[Point labeling data based on photos]

*-*-*

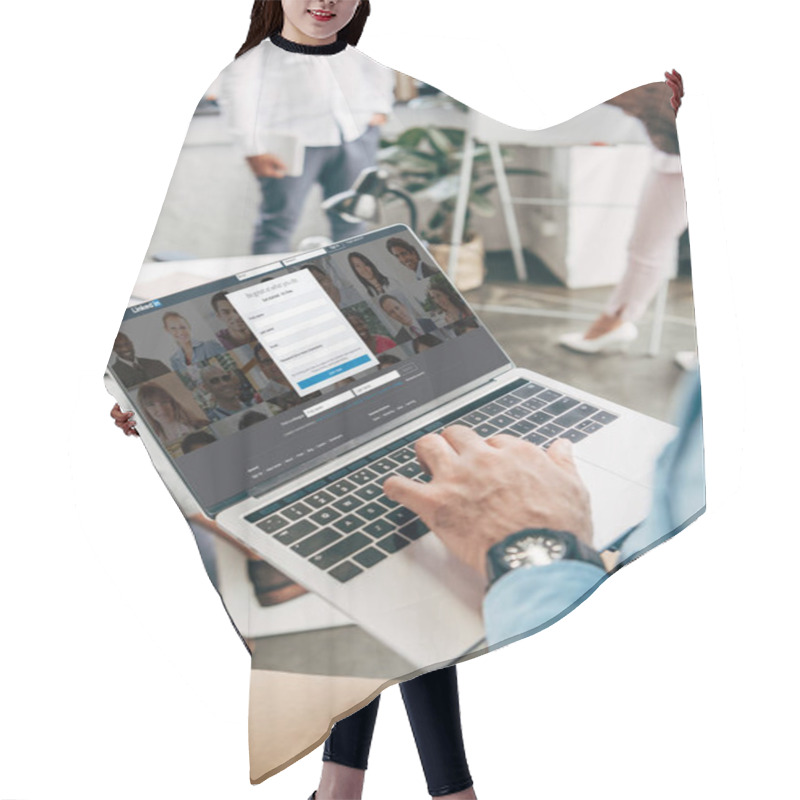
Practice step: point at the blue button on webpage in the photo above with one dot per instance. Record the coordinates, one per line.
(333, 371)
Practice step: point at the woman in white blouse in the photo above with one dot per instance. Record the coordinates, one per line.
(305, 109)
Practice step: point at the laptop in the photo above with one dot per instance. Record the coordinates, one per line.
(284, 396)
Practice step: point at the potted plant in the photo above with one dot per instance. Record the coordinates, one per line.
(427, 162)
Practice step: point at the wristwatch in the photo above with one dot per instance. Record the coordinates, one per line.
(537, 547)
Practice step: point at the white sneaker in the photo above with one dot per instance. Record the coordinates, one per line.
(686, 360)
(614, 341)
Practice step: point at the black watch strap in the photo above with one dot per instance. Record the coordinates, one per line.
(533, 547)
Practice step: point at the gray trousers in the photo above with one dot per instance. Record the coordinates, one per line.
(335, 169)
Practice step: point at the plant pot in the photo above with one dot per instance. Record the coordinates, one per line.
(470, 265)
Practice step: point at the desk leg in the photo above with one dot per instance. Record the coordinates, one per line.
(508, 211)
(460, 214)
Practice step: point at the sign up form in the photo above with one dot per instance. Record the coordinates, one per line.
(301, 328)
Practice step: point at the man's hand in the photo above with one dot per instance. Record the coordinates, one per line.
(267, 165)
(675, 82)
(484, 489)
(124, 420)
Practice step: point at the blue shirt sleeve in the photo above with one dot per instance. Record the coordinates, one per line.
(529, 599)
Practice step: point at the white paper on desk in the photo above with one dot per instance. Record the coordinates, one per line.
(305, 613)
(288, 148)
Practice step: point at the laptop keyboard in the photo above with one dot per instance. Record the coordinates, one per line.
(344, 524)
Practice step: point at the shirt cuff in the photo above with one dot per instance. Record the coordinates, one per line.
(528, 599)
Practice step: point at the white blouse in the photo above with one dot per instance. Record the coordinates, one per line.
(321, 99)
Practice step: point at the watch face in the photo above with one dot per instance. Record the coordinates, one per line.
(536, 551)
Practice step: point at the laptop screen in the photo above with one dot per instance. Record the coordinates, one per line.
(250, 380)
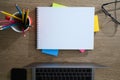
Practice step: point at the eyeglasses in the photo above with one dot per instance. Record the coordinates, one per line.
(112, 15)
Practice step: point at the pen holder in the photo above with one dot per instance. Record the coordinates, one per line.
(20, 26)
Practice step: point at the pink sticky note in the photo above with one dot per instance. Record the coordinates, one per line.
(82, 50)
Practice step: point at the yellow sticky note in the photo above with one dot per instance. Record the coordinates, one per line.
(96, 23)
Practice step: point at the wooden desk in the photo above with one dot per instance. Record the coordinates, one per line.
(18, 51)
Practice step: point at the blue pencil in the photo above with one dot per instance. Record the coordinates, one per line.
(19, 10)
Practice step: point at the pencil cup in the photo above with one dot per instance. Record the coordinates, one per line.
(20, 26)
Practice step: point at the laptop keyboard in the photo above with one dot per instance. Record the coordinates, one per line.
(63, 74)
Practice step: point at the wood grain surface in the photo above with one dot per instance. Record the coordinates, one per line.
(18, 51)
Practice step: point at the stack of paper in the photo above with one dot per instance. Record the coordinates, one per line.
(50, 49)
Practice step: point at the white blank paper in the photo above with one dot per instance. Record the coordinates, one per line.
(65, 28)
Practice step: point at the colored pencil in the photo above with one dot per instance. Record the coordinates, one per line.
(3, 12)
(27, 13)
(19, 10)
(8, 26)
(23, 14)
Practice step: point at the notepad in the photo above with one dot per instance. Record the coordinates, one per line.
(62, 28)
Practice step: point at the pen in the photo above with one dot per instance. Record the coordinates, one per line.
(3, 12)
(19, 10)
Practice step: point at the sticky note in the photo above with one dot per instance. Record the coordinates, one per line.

*-*-*

§ **To be done**
Copy everything from the line containing "Practice step: point at the notepad" down to the end of the entries, swapping "dot" for "mark" and changing nothing else.

§ **Completed exercise**
Practice step: point at the notepad in the photo above with one mark per instance. Record the coordinates, one per line.
(62, 28)
Practice step: point at the pen in the photo above with one mark per instance. Record the coordinates, one per line.
(3, 12)
(19, 10)
Practice step: point at the sticky note in the photo above with one mark per instance. Record the coordinates, one per line.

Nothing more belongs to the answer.